→ **YOUR INSTRUCTIONS**:
Tally the lines of the records below that contain the string "grass". Report only the number.
···
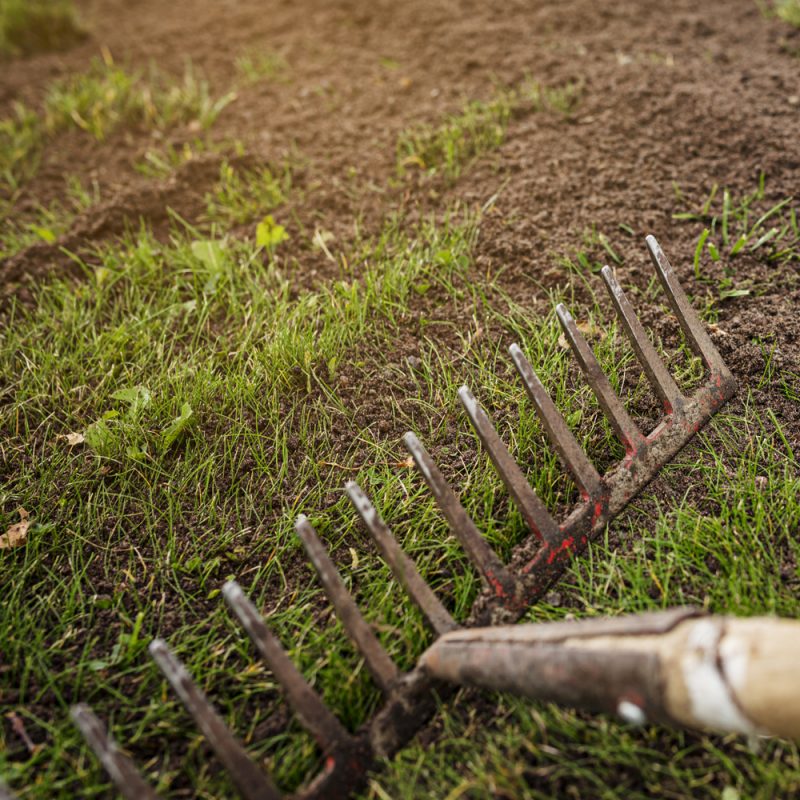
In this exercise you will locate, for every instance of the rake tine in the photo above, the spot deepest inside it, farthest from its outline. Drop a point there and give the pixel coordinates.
(477, 548)
(693, 328)
(383, 669)
(401, 565)
(305, 702)
(250, 781)
(119, 767)
(536, 515)
(658, 375)
(625, 428)
(570, 452)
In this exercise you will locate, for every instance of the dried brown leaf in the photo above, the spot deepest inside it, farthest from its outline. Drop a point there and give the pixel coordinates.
(16, 533)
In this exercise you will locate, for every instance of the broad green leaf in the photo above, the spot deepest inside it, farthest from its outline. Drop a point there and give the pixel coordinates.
(269, 234)
(210, 253)
(137, 398)
(101, 437)
(176, 428)
(45, 234)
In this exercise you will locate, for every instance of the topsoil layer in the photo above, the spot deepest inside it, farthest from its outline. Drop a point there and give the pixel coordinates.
(674, 94)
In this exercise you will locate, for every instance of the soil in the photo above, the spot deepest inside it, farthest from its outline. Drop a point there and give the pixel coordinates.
(677, 93)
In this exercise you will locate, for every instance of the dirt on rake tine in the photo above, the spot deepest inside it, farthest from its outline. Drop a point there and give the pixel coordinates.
(488, 563)
(119, 767)
(561, 437)
(303, 700)
(535, 565)
(660, 379)
(625, 428)
(401, 565)
(251, 782)
(689, 321)
(378, 662)
(536, 515)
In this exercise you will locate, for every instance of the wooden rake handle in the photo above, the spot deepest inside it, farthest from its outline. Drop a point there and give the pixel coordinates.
(681, 667)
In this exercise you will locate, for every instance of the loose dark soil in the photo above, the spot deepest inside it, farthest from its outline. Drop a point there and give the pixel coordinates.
(674, 93)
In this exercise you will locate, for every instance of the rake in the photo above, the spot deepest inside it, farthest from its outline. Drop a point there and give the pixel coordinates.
(508, 589)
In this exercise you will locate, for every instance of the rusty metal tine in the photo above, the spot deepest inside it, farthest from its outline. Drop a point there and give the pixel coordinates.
(304, 701)
(250, 781)
(658, 375)
(383, 669)
(561, 437)
(537, 517)
(119, 767)
(625, 428)
(692, 326)
(401, 565)
(477, 548)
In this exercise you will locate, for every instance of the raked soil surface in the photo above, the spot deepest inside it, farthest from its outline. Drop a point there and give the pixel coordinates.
(679, 94)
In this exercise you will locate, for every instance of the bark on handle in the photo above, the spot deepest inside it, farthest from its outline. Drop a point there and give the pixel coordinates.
(680, 667)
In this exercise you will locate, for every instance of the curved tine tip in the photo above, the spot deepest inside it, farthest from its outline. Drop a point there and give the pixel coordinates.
(358, 497)
(157, 647)
(563, 313)
(78, 711)
(231, 590)
(301, 520)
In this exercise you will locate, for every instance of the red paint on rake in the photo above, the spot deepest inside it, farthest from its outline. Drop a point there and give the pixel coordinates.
(509, 588)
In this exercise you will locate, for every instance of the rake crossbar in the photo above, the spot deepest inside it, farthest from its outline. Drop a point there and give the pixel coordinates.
(509, 589)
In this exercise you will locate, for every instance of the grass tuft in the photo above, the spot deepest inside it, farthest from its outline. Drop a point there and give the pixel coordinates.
(242, 195)
(31, 26)
(98, 102)
(450, 147)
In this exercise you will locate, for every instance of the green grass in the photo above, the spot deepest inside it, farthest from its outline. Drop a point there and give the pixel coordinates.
(242, 195)
(148, 518)
(30, 26)
(47, 223)
(261, 65)
(451, 146)
(737, 556)
(217, 402)
(161, 162)
(98, 102)
(740, 229)
(149, 508)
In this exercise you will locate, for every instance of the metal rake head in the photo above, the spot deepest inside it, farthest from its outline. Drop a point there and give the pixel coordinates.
(508, 588)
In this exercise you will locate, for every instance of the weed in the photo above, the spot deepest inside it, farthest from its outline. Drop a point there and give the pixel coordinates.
(107, 95)
(46, 224)
(451, 146)
(259, 65)
(98, 101)
(161, 163)
(738, 228)
(223, 389)
(20, 140)
(29, 26)
(243, 195)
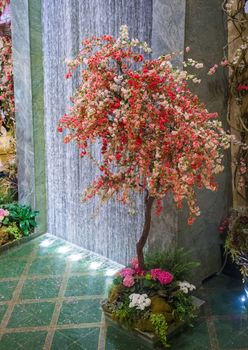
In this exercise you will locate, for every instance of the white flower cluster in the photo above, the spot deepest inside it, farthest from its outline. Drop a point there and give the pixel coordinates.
(140, 301)
(185, 286)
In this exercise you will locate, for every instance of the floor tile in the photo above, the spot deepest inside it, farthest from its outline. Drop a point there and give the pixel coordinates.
(82, 311)
(31, 315)
(232, 333)
(225, 302)
(41, 288)
(11, 268)
(53, 248)
(76, 339)
(23, 250)
(48, 266)
(3, 309)
(23, 341)
(87, 285)
(7, 289)
(192, 338)
(118, 339)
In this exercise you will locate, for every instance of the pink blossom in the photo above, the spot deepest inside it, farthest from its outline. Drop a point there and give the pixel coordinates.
(127, 271)
(134, 263)
(128, 281)
(155, 273)
(224, 63)
(139, 272)
(164, 277)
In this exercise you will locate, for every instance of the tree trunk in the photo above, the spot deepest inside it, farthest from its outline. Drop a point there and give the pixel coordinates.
(146, 229)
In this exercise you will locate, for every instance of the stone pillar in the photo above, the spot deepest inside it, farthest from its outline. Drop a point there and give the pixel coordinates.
(28, 86)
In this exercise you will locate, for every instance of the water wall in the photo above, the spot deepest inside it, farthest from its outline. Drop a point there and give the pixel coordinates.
(111, 231)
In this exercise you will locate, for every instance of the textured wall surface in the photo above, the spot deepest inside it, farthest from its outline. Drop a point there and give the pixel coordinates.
(205, 34)
(113, 232)
(23, 100)
(168, 30)
(28, 87)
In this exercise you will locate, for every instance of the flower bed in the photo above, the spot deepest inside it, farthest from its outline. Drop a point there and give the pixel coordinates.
(154, 302)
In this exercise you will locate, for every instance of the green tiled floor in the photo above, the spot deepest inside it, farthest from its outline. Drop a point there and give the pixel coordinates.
(50, 294)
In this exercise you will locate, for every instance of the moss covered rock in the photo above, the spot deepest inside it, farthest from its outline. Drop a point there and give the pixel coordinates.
(4, 235)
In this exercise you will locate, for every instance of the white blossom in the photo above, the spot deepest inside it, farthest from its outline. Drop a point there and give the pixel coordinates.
(185, 286)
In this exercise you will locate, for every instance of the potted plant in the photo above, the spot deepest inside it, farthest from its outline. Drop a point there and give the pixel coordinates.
(155, 137)
(16, 221)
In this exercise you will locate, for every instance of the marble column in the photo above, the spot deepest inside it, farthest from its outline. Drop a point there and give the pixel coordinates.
(29, 92)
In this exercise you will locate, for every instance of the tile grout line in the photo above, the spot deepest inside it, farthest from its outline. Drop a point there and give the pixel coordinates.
(57, 308)
(40, 277)
(16, 294)
(214, 343)
(54, 300)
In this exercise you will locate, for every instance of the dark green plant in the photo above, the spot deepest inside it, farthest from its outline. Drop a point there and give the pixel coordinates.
(176, 261)
(183, 308)
(6, 196)
(160, 327)
(14, 231)
(236, 243)
(22, 215)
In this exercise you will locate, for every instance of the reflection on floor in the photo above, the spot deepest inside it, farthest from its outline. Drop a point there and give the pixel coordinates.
(50, 294)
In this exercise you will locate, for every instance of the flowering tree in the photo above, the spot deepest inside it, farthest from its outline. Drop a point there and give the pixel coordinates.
(156, 136)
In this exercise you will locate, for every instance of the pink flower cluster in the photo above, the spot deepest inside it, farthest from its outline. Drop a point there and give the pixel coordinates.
(3, 214)
(155, 134)
(127, 273)
(163, 277)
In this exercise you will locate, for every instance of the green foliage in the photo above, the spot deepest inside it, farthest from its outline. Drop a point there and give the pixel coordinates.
(160, 327)
(183, 308)
(176, 261)
(14, 231)
(22, 215)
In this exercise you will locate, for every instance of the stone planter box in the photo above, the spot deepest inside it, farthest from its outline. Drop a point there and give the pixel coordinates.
(149, 338)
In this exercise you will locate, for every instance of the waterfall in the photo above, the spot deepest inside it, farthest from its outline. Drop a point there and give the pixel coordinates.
(112, 232)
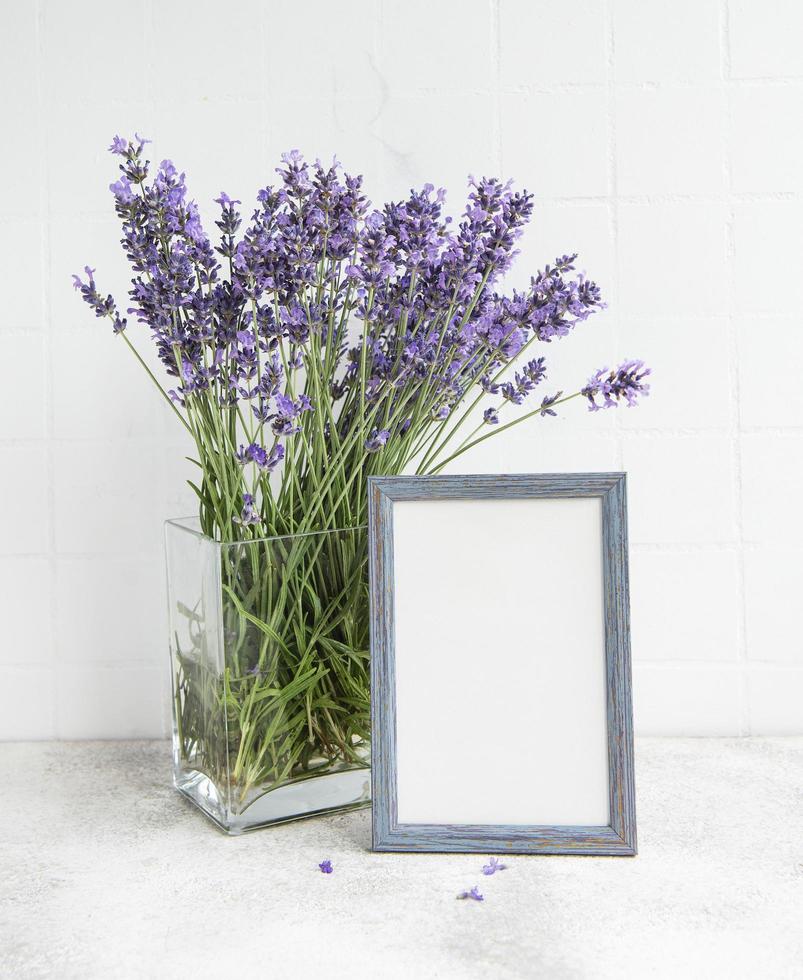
···
→ **RESPONSE FOR THIS EXERCISE**:
2